## Task description:
Write out the listing, please, but only from its first line through the line containing "the car rear window", exactly as given and without pictures.

## Records provided:
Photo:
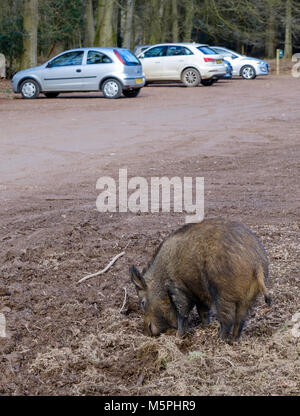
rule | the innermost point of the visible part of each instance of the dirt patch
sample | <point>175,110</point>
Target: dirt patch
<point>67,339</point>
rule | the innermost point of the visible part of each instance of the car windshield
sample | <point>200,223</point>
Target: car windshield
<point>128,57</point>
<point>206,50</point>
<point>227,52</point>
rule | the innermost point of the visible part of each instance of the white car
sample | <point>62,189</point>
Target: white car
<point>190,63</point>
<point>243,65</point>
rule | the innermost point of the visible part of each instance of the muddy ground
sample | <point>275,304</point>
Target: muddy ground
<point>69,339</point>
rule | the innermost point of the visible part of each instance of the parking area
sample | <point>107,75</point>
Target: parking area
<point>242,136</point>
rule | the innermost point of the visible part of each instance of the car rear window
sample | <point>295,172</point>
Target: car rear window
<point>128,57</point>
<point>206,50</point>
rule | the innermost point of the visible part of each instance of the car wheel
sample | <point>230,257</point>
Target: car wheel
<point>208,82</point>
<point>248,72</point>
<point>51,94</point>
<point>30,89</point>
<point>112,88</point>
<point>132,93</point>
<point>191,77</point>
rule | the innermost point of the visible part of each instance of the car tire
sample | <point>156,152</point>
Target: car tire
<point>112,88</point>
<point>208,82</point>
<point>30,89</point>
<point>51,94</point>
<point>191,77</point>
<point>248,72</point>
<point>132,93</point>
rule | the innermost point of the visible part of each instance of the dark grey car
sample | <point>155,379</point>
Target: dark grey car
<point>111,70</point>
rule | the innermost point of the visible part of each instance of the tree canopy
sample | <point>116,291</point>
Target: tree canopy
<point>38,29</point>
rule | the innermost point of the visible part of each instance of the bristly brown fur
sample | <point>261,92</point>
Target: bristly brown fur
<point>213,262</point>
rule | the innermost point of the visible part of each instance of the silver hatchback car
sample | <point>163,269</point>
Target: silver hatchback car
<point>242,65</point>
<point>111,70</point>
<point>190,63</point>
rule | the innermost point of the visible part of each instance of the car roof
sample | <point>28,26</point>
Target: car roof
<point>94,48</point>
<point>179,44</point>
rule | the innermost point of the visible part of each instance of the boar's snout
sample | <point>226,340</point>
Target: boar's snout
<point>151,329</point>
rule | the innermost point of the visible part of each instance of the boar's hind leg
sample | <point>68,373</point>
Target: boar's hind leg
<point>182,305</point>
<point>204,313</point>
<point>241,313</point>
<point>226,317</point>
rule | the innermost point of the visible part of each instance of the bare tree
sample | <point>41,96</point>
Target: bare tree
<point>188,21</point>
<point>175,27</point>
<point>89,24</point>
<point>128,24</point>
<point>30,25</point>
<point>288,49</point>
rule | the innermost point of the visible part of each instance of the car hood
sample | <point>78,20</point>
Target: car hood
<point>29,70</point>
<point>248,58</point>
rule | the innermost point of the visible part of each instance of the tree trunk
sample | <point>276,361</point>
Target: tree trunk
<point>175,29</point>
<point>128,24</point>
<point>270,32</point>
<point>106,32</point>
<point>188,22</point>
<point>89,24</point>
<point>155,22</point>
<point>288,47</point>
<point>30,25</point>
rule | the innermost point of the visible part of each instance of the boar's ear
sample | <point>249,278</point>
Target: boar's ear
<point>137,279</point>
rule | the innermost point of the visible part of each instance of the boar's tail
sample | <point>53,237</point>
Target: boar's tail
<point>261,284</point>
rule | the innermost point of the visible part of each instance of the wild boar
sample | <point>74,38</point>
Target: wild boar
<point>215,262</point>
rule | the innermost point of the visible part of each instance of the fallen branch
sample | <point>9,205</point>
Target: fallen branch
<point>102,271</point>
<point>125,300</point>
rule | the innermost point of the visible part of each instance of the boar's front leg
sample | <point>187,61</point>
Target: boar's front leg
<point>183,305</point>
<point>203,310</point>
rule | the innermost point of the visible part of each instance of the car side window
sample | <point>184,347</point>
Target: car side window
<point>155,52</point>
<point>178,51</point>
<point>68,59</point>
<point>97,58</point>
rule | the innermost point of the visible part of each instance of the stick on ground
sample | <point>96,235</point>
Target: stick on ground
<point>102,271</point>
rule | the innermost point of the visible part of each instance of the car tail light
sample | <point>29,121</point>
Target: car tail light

## Written response:
Photo:
rule | the innermost point of the visible part of each instance of the dirt patch
sample | <point>175,110</point>
Target: dirt patch
<point>67,339</point>
rule | the innermost point of the visible part of each instance of the car windshield
sample | <point>200,223</point>
Target: car windshield
<point>128,57</point>
<point>206,50</point>
<point>227,52</point>
rule | the innermost point of the visible part of each instance of the white car
sample | <point>62,189</point>
Target: white car
<point>190,63</point>
<point>243,65</point>
rule | the innermost point of the visible part of each instance of the muddy ground
sample | <point>275,304</point>
Target: muddy ground
<point>69,339</point>
rule | the innermost point of the visible part of each instance of the parking area
sample | <point>107,75</point>
Target: parking area
<point>242,136</point>
rule | the innermost point of the visible part of each instance of the car rear window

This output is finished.